* Begin *

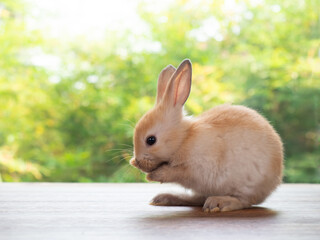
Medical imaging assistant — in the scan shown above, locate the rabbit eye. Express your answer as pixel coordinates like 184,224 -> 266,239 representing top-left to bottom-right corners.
146,136 -> 157,146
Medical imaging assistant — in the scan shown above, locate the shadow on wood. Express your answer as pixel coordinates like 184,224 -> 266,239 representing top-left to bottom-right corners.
144,206 -> 278,221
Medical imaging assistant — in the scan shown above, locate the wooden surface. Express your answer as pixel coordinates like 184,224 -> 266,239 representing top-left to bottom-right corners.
0,183 -> 320,240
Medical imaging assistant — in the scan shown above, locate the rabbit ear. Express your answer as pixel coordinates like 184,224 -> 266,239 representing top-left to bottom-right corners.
164,59 -> 192,107
157,65 -> 176,104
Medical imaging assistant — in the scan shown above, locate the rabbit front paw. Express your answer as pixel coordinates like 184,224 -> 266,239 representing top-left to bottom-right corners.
203,196 -> 244,212
150,193 -> 183,206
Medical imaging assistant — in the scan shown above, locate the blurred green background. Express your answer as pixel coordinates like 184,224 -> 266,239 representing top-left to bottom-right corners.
0,0 -> 320,183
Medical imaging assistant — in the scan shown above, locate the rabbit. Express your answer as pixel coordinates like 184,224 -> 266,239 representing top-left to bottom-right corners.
130,59 -> 283,212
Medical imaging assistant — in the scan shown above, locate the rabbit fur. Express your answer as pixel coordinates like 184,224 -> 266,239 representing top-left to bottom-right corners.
130,59 -> 283,212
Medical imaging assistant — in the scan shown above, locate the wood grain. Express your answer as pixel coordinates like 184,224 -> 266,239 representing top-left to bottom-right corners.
0,183 -> 320,240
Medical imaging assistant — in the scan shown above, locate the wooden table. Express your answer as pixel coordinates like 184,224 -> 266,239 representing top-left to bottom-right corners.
0,183 -> 320,240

* End *

**Task to complete**
Starting with the beginning of the material and going on through the line with "144,206 -> 278,221", write out those lines again, adding 79 to every coordinate in the answers. Leave the pictures out.

**Response**
Medical imaging assistant — in the scan shown above, locate the rabbit eye. Express your answer as pixel coordinates like 184,224 -> 266,239 representing top-left to bottom-right corners.
225,215 -> 236,225
Medical imaging assistant — in the scan shown above, locate the shadow on wood. Express your answer as pixel coordinates like 184,224 -> 266,239 representing top-left to bottom-right corners.
223,285 -> 357,300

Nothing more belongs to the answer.